REQUIREMENT:
Restate, word for word, all of the material shown below.

EXERCISE INPUT:
____

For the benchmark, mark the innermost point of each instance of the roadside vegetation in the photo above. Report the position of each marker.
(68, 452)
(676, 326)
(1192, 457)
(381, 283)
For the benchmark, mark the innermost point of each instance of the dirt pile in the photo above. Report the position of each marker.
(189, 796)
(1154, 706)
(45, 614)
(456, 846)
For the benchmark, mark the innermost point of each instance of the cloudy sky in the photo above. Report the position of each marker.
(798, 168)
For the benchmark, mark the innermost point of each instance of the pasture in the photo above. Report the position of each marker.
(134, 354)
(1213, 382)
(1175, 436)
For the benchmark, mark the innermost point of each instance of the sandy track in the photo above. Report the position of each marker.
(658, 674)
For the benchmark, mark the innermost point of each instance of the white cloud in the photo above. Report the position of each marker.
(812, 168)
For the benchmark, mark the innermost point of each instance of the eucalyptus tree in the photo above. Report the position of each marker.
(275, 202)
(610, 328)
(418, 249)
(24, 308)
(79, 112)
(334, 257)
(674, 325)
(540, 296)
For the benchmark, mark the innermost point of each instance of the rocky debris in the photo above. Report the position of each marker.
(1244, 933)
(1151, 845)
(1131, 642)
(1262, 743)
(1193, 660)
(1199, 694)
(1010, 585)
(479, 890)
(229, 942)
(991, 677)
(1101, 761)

____

WRITTEN ANSWER:
For the benchmark, mark the innermost point of each instance of the roadside vegetation in the photo above. Report the position of each marker.
(68, 452)
(676, 326)
(1192, 457)
(381, 283)
For the benchmark, mark the innermost point of each instance of the dirt pile in the photo above. Report the position of each marker.
(189, 796)
(1154, 706)
(45, 614)
(456, 846)
For the benchmark, mark the innermost point of each instance of the cloudy sky in the photo above. Report the position of each marker.
(798, 168)
For the benchmark, mark the innermost point of each instance of the pasture in the photo above. Report the position of each marker.
(134, 354)
(1213, 382)
(1175, 436)
For the benchmark, mark the innermost point of each instance of the sandy track in the photo above. Report the position of each marker.
(658, 674)
For the benchmark, mark the innermost point of each instance of the white cloud in the photo above. Report the position of each marker.
(812, 168)
For the benchmark, mark the innermost point of each instance of the eucalyptus tree in the photo above. Report the position of each marker.
(275, 202)
(610, 328)
(418, 249)
(24, 308)
(79, 112)
(334, 257)
(674, 325)
(540, 296)
For the benchmark, mark the innermost point of each instance of the rocky debris in the photo above. Report the position of each marker.
(1244, 933)
(1151, 845)
(1131, 642)
(1262, 743)
(1193, 660)
(1199, 694)
(1010, 585)
(479, 890)
(229, 942)
(991, 677)
(1101, 761)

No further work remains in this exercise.